The task.
The records must be duplicated exactly, with every picture left out.

[[ Excerpted records, beginning ]]

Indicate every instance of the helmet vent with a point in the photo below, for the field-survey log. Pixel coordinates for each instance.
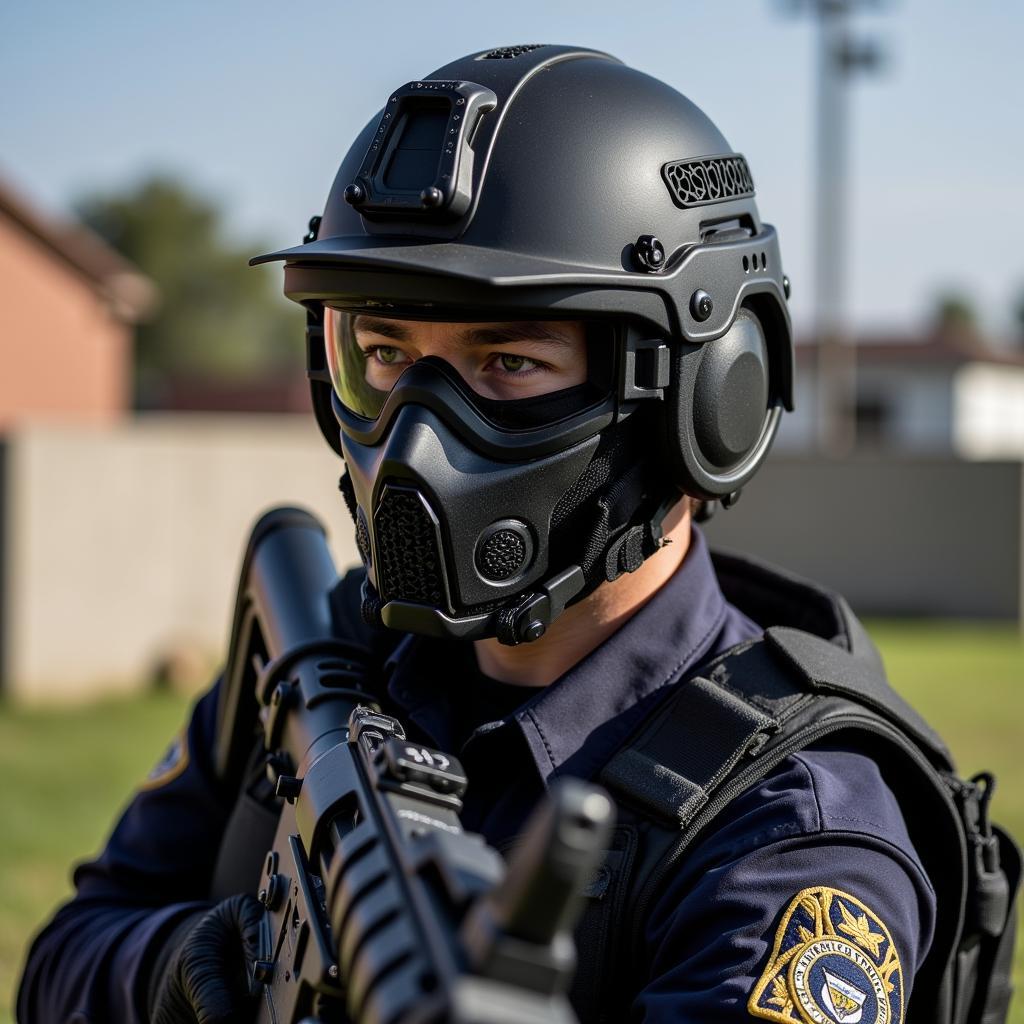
(409, 566)
(710, 179)
(510, 52)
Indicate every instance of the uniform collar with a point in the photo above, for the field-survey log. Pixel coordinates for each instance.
(573, 725)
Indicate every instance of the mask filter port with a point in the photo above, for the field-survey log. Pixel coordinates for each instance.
(504, 551)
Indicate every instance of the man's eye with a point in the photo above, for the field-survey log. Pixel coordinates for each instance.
(387, 354)
(514, 364)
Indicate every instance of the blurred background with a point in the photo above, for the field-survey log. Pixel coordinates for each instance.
(152, 397)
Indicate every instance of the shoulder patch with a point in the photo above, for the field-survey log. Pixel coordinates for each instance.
(171, 765)
(833, 963)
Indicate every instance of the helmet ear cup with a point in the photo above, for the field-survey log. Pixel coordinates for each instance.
(723, 410)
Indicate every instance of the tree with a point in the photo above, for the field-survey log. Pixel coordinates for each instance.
(218, 318)
(954, 322)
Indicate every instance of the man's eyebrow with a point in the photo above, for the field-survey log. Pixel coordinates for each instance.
(505, 334)
(394, 330)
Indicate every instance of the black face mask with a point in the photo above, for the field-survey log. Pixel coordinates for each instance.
(541, 410)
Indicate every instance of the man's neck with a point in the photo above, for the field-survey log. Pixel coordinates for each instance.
(587, 625)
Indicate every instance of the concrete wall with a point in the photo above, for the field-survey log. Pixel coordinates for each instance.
(124, 543)
(897, 536)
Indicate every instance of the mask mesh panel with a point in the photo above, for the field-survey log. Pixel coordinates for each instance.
(409, 565)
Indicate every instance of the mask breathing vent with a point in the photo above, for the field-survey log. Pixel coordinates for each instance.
(409, 565)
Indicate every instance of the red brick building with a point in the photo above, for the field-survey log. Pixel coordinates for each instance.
(68, 303)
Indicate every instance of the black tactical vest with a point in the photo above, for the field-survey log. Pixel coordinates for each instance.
(815, 674)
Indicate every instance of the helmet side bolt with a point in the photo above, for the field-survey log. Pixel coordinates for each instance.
(431, 197)
(700, 305)
(534, 631)
(313, 229)
(354, 195)
(649, 253)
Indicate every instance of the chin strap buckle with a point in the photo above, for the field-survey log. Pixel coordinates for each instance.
(528, 621)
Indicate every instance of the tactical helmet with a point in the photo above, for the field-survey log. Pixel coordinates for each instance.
(540, 183)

[[ Excerpted records, end ]]

Expected answer.
Indicate every instance of the helmet vent with a point in the photo below, for the field-survey log. Pixel coordinates for each instance.
(409, 566)
(710, 179)
(510, 52)
Indicate every instance of the uniform collar with a point in the photo above, for the field-survey log. Pixel coordinates for each instance.
(573, 725)
Indicate every instance of the mask filter port with a point in the photo above, for the field-survey log. Pixel coordinates for each instance.
(504, 551)
Indicate every instance of the man's eye with a point in the photo above, for the field-survey log. Pixel coordinates for each instance.
(387, 354)
(514, 364)
Indicate every instance of the blurred background with a point in the photo above, for the field-survey log. Pixel coordinates for each instance.
(152, 397)
Indicate every instance of the shoulder patch with a point in the photo above, for the field-survey log. Pixel coordinates for each instance.
(171, 765)
(833, 963)
Indicate every instance of the helmet ear cup with a point in the photo above, for the field-survey log. Pixel coordinates for each instance.
(723, 410)
Indicate every instance of the tree with a point in the photo above, for the field-survey log. Pixel coordinates for each instance.
(218, 318)
(954, 322)
Indicate every instance of the man's eyebrow with a point in the photo above, for the field-survey log. Pixel coordinates for each instance.
(505, 334)
(394, 330)
Indicate every instance of the black face mask with a point in the photo above, for the field-survey log. Pixel coordinates for each instance.
(541, 410)
Indicate every instance of the man's neck with a point in the photo above, for the field-survey log. Pixel coordinates for each instance.
(587, 625)
Indicate every instance of the concrete wall with a point in the photo above, for the field-survey log. Pixel coordinates for each instance.
(124, 543)
(897, 536)
Indicate every instance of the mask mesh panel with a point in the photo above, for the field-survey log. Pixel coordinates for each instance.
(409, 565)
Indicate every instance of the mask breathing vent with a point in the photo above, for the field-survey log. Pixel coordinates for each instance.
(409, 565)
Indicate every instance of the red brick building with a point in the photo above, for the field-survey log. Pixel coordinates for each instance.
(68, 303)
Indicate every instance of the black tactical vest with a point in the photo above, for the field-survey log. Pixel coordinates for each instance.
(815, 674)
Indicate every instance of the helmet side bolt with a point in the photo above, for the field-survey log. Pixel coordinates for each instance.
(431, 197)
(700, 305)
(534, 631)
(313, 229)
(354, 195)
(649, 253)
Indicate every instance of the chin strap buckle with a point in the photo above, for the field-survey log. Pixel coordinates for each instance.
(528, 621)
Indicate every instance of the tactical helmet with a point in the photo above, for the field-survey log. Pixel coordinates for each instance.
(540, 183)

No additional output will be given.